== Segment start ==

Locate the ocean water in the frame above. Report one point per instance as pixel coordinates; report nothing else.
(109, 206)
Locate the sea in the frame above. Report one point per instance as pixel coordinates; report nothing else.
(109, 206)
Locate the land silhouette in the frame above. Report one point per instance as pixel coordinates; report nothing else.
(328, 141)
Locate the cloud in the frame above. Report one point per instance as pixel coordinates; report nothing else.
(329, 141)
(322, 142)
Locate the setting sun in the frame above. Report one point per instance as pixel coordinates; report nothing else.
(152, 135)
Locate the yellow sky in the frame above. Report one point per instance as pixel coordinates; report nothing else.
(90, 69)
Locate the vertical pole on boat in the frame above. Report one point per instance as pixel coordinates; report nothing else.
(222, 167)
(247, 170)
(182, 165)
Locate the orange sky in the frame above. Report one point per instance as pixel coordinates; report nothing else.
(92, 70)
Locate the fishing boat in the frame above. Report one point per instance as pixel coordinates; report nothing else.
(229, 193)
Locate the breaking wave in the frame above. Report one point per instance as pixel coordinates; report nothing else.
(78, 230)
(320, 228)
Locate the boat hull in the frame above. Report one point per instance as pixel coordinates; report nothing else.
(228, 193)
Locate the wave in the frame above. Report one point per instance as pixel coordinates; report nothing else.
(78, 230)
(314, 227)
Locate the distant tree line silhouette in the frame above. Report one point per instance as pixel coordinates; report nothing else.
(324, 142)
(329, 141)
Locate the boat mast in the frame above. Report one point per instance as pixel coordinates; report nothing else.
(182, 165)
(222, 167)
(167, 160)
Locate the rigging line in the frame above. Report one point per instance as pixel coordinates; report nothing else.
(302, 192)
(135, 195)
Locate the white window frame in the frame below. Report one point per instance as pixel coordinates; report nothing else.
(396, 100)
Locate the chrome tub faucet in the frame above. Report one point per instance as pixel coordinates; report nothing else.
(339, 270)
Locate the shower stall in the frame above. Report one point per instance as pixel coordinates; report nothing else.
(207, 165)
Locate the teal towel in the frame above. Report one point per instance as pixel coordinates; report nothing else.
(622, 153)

== Segment end ==

▸ **TASK**
With every line intact, output the listing above exactly.

▸ **ANSWER TO THE PROBLEM**
Locate the ocean water in the frame above. Report one point per instance as pixel coordinates; report nothing else.
(109, 206)
Locate the sea in the frame above. Report one point per instance as pixel coordinates; report nothing else.
(109, 206)
Locate the land silhouette in the frame above. Report one point per instance as pixel coordinates; report nothing else.
(328, 141)
Locate the cloud in the frame above. Report one point per instance as pixel coordinates; report nothing else.
(329, 141)
(322, 142)
Locate the setting sun in the frame above. Report one point per instance as pixel coordinates; report nothing else.
(152, 135)
Locate the yellow sky in the frame above. Report one point per instance as pixel coordinates; report nothing else.
(90, 69)
Locate the vertical pole on boat in the frame above. Report one point per instance as pixel coordinates; report nothing else.
(222, 167)
(247, 170)
(182, 165)
Locate the orange sky in the frame above. Report one point per instance as pixel coordinates; report nothing else.
(92, 70)
Locate the fishing boat in the frame above. Report one point per instance as pixel coordinates; report nothing else.
(229, 193)
Locate the breaking wave in the frame above. Report one point per instance as pixel coordinates; report nothing else.
(78, 230)
(320, 228)
Locate the boat hull in the frame above. Report one point per instance as pixel coordinates; report nothing else.
(228, 193)
Locate the wave in the frame above. Report one point per instance as pixel coordinates; report nothing else.
(78, 230)
(314, 227)
Locate the distant tree line silhouette in the frame above. Report one point per instance as pixel coordinates; report nothing else.
(324, 142)
(329, 141)
Locate the boat mast in the frame above. Report one point per instance as pixel coordinates; report nothing else.
(182, 165)
(222, 167)
(167, 160)
Locate the rigging line in the frame above. Report one point per instance as pixel coordinates; report nothing else.
(302, 192)
(135, 195)
Locate the white window frame in the frame below. Report one point per instance as pixel coordinates; report nothing else.
(396, 100)
Locate the chrome tub faucet in the frame above. Report one point per instance as pixel coordinates; report nothing else.
(339, 270)
Locate the shower stall in the frame above. Report one point per instance as pixel coordinates; report nothing else.
(207, 165)
Locate the teal towel in the frame above. Report one point per instance as pixel coordinates; report nothing else.
(622, 153)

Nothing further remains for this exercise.